- **EXERCISE TASK**: Count the lines in the records below that contain the word "umbrella". Reply with the number alone.

== RECORDS SUPPLIED

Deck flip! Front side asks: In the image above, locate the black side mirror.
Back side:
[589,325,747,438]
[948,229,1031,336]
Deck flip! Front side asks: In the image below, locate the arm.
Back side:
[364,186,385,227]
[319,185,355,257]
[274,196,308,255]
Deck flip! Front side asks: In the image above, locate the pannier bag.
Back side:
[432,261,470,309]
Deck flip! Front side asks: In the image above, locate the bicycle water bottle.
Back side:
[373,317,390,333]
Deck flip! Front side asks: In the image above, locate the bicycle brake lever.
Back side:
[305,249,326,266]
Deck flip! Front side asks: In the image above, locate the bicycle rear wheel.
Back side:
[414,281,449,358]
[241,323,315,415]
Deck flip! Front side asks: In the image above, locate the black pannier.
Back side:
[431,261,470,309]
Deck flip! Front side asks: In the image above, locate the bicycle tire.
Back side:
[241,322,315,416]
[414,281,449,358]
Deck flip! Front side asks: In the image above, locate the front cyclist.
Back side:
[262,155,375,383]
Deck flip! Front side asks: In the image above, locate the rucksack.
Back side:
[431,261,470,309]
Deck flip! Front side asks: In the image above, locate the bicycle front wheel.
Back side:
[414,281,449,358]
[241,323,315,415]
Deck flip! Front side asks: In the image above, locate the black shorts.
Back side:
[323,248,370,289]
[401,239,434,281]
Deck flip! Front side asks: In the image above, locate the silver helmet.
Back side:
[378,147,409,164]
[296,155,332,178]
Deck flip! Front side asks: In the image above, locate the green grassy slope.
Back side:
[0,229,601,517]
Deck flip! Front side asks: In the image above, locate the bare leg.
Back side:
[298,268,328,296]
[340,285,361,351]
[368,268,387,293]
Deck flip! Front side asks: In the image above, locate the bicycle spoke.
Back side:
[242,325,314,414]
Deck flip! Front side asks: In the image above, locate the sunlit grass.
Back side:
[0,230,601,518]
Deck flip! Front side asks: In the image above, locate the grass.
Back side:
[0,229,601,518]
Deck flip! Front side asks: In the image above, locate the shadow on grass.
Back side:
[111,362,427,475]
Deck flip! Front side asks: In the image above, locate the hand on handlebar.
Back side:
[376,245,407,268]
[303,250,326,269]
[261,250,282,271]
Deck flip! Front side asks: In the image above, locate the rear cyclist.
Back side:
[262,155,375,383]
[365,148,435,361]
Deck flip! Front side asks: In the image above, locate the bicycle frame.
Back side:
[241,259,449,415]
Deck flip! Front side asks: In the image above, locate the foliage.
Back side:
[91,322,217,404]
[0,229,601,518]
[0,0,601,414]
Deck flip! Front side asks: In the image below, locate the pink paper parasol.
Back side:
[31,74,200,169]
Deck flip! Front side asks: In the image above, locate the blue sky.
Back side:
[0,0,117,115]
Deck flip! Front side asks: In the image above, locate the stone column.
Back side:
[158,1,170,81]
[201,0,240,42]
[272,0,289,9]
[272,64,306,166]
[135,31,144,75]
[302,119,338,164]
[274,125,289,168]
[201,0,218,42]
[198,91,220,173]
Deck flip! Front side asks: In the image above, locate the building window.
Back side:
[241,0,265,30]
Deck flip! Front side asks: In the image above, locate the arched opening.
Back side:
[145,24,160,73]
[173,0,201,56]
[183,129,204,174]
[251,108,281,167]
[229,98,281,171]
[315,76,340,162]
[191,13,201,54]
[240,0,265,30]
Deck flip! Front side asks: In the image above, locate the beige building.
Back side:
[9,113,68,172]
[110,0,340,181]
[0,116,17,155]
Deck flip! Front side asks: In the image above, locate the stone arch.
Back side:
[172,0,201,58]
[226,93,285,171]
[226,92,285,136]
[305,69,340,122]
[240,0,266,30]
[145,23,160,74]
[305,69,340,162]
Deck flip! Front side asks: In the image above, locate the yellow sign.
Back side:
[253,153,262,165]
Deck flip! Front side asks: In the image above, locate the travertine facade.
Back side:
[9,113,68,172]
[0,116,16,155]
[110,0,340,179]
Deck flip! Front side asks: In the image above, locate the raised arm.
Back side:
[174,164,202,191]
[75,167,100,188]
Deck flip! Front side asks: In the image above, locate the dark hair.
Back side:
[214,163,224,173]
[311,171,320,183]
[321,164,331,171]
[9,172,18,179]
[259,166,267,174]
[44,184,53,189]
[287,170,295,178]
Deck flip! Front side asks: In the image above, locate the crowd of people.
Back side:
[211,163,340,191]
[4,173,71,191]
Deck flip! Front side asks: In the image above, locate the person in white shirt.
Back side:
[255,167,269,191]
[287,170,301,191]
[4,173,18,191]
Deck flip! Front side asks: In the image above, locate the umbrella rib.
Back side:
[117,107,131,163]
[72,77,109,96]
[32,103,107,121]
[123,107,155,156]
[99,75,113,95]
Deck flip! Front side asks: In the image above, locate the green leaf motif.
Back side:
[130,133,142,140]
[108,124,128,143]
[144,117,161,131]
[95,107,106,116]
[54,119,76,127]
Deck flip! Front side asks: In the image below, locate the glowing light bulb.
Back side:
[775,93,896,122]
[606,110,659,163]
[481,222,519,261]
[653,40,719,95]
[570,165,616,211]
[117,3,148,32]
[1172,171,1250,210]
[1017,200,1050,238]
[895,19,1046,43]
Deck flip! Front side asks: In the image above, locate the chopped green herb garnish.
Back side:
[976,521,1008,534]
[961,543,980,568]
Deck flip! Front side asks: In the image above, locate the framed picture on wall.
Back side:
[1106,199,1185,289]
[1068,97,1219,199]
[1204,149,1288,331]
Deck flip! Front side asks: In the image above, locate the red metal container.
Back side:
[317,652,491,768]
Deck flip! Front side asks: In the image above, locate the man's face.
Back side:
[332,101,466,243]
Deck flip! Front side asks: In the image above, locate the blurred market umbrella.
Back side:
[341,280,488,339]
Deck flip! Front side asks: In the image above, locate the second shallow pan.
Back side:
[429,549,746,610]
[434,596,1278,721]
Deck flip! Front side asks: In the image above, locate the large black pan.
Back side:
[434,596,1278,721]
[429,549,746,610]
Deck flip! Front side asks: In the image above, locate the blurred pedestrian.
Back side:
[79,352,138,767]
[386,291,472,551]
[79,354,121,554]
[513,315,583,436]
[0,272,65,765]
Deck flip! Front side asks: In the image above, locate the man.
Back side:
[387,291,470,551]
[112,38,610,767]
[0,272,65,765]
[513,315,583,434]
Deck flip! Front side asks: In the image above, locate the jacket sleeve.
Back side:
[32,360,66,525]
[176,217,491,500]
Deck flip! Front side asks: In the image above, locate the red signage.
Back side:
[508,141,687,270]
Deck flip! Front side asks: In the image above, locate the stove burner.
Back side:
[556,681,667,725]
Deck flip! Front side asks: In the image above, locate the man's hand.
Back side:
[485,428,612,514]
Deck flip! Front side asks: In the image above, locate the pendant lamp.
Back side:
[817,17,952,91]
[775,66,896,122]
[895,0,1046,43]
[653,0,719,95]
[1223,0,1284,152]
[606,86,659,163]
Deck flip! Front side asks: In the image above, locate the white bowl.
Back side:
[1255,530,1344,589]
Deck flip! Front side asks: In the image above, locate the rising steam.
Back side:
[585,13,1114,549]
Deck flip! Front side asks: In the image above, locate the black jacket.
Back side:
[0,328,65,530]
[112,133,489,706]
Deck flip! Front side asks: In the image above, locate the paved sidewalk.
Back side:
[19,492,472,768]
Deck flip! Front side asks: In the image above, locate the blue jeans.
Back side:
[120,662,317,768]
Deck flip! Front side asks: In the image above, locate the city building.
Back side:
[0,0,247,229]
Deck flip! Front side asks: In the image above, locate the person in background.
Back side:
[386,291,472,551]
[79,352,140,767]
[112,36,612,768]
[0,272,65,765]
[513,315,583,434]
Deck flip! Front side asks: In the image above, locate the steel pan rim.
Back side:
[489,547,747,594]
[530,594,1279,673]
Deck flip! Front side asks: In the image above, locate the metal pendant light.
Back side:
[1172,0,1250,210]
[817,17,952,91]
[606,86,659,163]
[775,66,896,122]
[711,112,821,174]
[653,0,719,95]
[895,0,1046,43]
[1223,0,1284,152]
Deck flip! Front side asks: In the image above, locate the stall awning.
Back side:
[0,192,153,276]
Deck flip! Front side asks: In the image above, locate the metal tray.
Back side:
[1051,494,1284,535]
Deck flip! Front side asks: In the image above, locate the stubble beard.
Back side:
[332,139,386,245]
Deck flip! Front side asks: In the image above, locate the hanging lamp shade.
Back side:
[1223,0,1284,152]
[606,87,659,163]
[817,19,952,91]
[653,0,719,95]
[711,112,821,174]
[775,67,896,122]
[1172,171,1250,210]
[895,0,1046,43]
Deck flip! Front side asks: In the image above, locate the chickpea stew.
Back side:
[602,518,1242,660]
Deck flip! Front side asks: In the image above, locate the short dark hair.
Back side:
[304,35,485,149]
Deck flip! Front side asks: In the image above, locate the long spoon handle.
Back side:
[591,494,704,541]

====

- **COMPLETE RESPONSE**: 2